If someone asked you which code repository your company/team should use, how would you answer? How do you decide something like this?

It's comfortable to go with what you know already. On one hand, training costs and migration is expensive. On the other hand, you might be missing an opportunity to move to a better tool that saves time, energy, and enables scenarios you cannot do today that make you more competitive. This article is a first draft of writing a useful guide to choosing between open source code repositories.

As a bit of background about the author, I've used approximately 7 code repositories now over the past 15 years. Projects I've worked on have ranged from a pair of developers up to larger projects involving hundreds of developers in several time-zones. I've done a few migrations between code repositories and been fortunate enough to have them be reasonably successful (no major outages, people could get their work done, and more people felt it was a good change than a bad change a year later). I decided not to specialize in this area approximately 7 years ago. It is likely I could have chosen to do so if it interested me more. Thus, I'm not by any means the wisest expert, but certainly not a noob either.

Provided data:
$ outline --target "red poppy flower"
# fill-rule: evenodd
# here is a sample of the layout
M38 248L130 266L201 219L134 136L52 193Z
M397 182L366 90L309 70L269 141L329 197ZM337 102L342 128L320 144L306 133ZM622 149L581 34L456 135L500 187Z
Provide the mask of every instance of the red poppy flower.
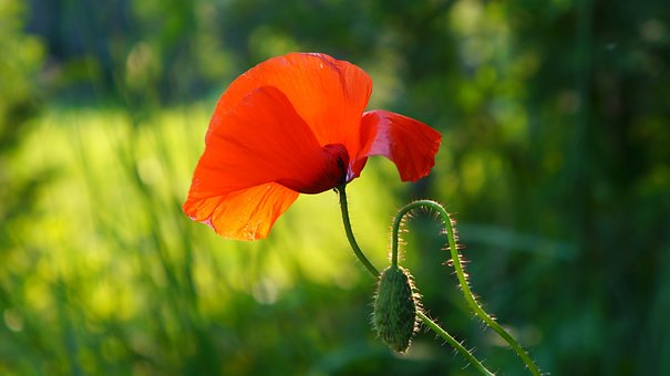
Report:
M267 237L299 194L358 177L369 156L391 159L403 181L426 176L441 135L386 111L363 113L372 82L324 54L272 58L221 95L184 212L226 238Z

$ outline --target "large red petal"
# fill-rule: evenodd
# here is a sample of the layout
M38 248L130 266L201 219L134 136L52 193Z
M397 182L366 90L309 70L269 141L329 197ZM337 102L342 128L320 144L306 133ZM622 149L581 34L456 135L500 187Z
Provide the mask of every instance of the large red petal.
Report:
M277 218L297 198L298 192L276 182L223 196L199 197L196 191L184 203L184 212L225 238L256 240L268 236Z
M353 177L359 176L369 156L382 155L398 167L403 181L416 181L435 165L442 136L413 118L375 109L363 114L363 147L352 164Z
M298 191L341 184L349 161L343 146L319 146L276 87L257 88L236 107L216 112L205 142L184 211L236 239L267 234Z
M288 97L319 145L343 144L350 155L358 154L361 115L372 92L372 81L363 70L318 53L272 58L235 80L216 112L234 108L261 86L275 86Z

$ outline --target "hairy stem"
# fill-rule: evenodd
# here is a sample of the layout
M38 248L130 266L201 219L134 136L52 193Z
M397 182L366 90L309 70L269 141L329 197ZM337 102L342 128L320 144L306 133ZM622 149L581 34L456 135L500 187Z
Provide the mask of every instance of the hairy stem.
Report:
M446 210L440 203L437 203L435 201L431 201L431 200L420 200L420 201L411 202L411 203L406 205L404 208L400 209L400 211L395 216L395 220L393 221L393 238L392 238L393 240L392 240L392 246L391 246L391 252L392 252L391 258L393 260L398 260L398 232L400 229L400 224L402 222L402 218L404 217L404 215L410 212L412 209L416 209L419 207L426 207L426 208L435 210L440 215L442 220L444 221L444 227L446 228L446 239L447 239L447 243L449 243L449 250L450 250L451 257L452 257L453 267L456 271L456 278L458 279L458 283L461 284L461 291L463 291L463 296L465 297L465 301L467 302L470 307L486 325L488 325L488 327L494 330L503 340L505 340L509 344L509 346L514 349L514 352L518 355L518 357L526 364L526 366L528 367L528 370L530 370L530 373L533 375L540 375L539 368L533 362L533 359L530 359L530 356L528 356L528 353L518 344L518 342L516 342L516 340L514 340L514 337L512 335L509 335L509 333L507 333L507 331L505 331L503 328L503 326L501 326L501 324L498 324L495 320L493 320L493 317L491 317L491 315L486 311L484 311L482 305L477 302L477 300L473 295L472 291L470 290L470 284L467 283L467 279L465 278L465 272L463 270L463 264L461 263L461 258L458 254L456 236L455 236L454 228L452 224L452 219L451 219L450 215L446 212Z
M347 192L346 192L344 187L346 187L346 185L342 185L342 186L336 188L336 191L340 196L340 209L342 211L342 222L344 224L344 232L347 232L347 239L349 240L349 244L351 244L351 249L353 250L353 253L357 255L359 261L361 261L363 267L365 267L368 272L370 272L370 274L373 278L379 278L379 271L377 270L377 268L374 268L374 265L372 265L370 260L368 260L368 258L365 257L363 251L361 251L361 248L359 247L358 242L355 241L355 237L353 236L353 231L351 230L351 221L349 220L349 206L347 203ZM398 224L398 227L400 227L400 223ZM395 224L393 227L393 233L394 234L398 233L398 229L395 228ZM394 240L396 238L394 238ZM398 267L398 242L396 241L394 241L394 247L395 247L394 248L395 251L393 252L393 255L394 255L393 265ZM444 341L446 341L450 345L452 345L452 347L454 347L458 353L461 353L461 355L463 355L463 357L465 357L465 359L470 364L472 364L475 368L477 368L477 370L480 370L483 375L494 375L491 370L486 369L486 367L484 367L484 365L480 361L477 361L477 358L475 358L474 355L467 348L465 348L458 341L456 341L454 337L452 337L437 323L435 323L433 320L431 320L427 315L425 315L421 311L418 312L418 315L423 321L423 323L429 328L431 328L431 331L435 332L435 334L437 334Z

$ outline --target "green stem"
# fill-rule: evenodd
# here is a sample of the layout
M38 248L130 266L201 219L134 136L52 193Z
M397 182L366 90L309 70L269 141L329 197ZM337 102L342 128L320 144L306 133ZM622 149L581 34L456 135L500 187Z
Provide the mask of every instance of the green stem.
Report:
M347 192L346 185L336 188L336 191L340 196L340 209L342 211L342 222L344 223L344 232L347 232L347 239L349 240L349 244L351 244L351 249L353 253L355 253L357 258L361 261L361 263L365 267L368 272L373 278L379 278L379 271L370 260L365 257L358 242L355 241L355 237L353 236L353 231L351 230L351 221L349 220L349 206L347 203ZM398 224L400 227L400 224ZM398 229L393 228L393 233L398 233ZM394 252L394 263L393 265L398 265L398 244L395 243L395 252ZM484 365L477 361L477 358L472 355L467 348L465 348L458 341L452 337L445 330L443 330L437 323L426 316L423 312L418 312L419 317L423 321L423 323L430 327L433 332L435 332L439 336L441 336L444 341L446 341L450 345L452 345L470 364L472 364L475 368L477 368L483 375L494 375L492 372L486 369Z
M361 251L361 248L355 242L355 238L353 237L353 231L351 230L351 221L349 220L349 206L347 203L347 191L344 190L344 187L347 186L341 185L336 188L336 190L340 196L340 209L342 210L342 222L344 222L344 232L347 232L347 239L349 240L349 244L351 244L351 249L353 249L353 253L355 253L355 257L363 263L363 267L368 269L370 274L377 278L379 275L379 271L377 270L377 268L374 268L374 265L372 265L365 254L363 254L363 251Z
M474 311L474 313L482 321L484 321L484 323L486 325L488 325L488 327L494 330L501 337L503 337L503 340L505 340L509 344L509 346L514 349L514 352L518 355L518 357L522 358L522 361L526 364L526 366L528 367L528 369L530 370L530 373L533 375L540 375L539 368L533 362L533 359L530 359L530 356L528 356L528 353L526 353L526 351L518 344L518 342L516 342L516 340L514 340L514 337L512 335L509 335L509 333L507 333L507 331L505 331L503 328L503 326L501 326L495 320L493 320L493 317L491 317L491 315L488 315L488 313L486 313L486 311L484 311L484 309L482 309L482 306L480 305L480 303L473 295L472 291L470 290L470 284L467 283L467 279L465 278L465 272L463 270L463 264L461 263L461 257L458 254L456 237L454 233L452 219L451 219L450 215L446 212L446 210L444 210L444 208L440 203L437 203L435 201L431 201L431 200L420 200L420 201L411 202L411 203L406 205L404 208L400 209L400 211L398 212L395 220L393 222L393 238L392 238L393 242L391 246L391 252L392 252L391 257L394 259L398 259L398 255L396 255L396 253L398 253L398 232L400 229L400 223L402 221L402 217L404 217L404 215L406 215L412 209L415 209L419 207L431 208L431 209L437 211L440 217L442 217L442 220L444 221L444 227L446 228L446 239L449 242L449 250L451 252L453 267L456 271L456 276L458 279L458 283L461 283L461 290L463 291L465 301L467 302L470 307Z
M458 353L461 353L461 355L463 355L467 359L467 362L470 362L470 364L475 366L475 368L477 368L482 373L482 375L495 375L491 370L486 369L486 367L484 367L484 365L480 363L480 361L477 361L477 358L474 357L474 355L472 355L472 353L467 348L463 347L463 345L458 341L456 341L449 333L446 333L446 331L443 330L442 326L437 325L437 323L432 321L421 311L419 311L416 314L427 327L430 327L439 336L444 338L444 341L449 342L449 344L452 345L452 347L454 347Z

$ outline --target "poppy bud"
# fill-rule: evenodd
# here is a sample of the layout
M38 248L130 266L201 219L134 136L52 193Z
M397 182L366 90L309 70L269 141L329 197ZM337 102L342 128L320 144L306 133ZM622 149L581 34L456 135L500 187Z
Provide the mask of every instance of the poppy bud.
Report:
M403 268L386 268L377 285L372 324L386 346L404 353L416 332L416 312L421 309L412 275Z

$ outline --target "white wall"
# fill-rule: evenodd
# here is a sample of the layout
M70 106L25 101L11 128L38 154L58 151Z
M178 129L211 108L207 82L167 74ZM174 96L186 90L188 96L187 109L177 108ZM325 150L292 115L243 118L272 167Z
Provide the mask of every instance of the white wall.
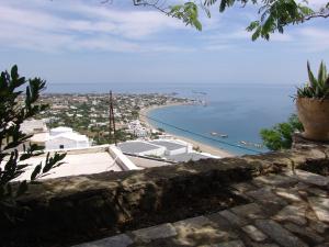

Instructions to follow: Continue the passage on choosing between code repositories, starting right after its final sentence. The data that comes after the passage plays no role here.

Answer below:
Here goes. The following is a table of criteria worth considering. There will undoubtedly be errors - please point them out. For those familiar with Bazaar, please keep me honest as it's the one I have almost no experience with.

Criteria cvs svn git mercurial bazaar
Model Central Central Distributed Distributed Distributed
Linux client Y Y Y Y Y
Windows client Y Y Y Y Y
MacOS client Y Y Y Y Y
ssh authentication Y Y Y Y Y
WebDav Y Y Y Y Y
Eclipse supported Y Y Y Y Y
Netbeans supported Y Y Y Y Y
CRF LF/LF conversion Y Y Y Y Y
Import/export Y Y Y Y Y
sha1 checksum of files/dirs N N Y Y y
work offline N N Y Y Y
local commit N N Y Y Y
Developer base Small Large Large Large Large
Developer base Shrinking Growing Growing Growing Growing
Lines of code 87,000 397,000 220,000 135,000 232,000

Comments

As you can see from the table, all of the options support many of the features you'll want and need.

A key decision point is which model you prefer. If you require a distributed model, in which branching is very common then you are likely better off with Git, Mercurial, or Bazaar. Recognizing reality, merging between branches in Subversion is much weaker than what Git and Mercurial offer. I can't comment on Bazaar here - perhaps someone can point me to references?

If you require a centralized model however, this does not necessarily exclude Git, Mercurial, or Bazaar as you can implement a semi-centralized model using them. To be frank, people could potentially check out code from CVS or Subversion unless they commit you'd never see the changes either.

Which would the author choose *today*. I've tipped my hand with the Freeseer project. No regrets choosing what we chose. In fact, we are quite pleased with it. I wouldn't go so far as to say a particular system is dead however.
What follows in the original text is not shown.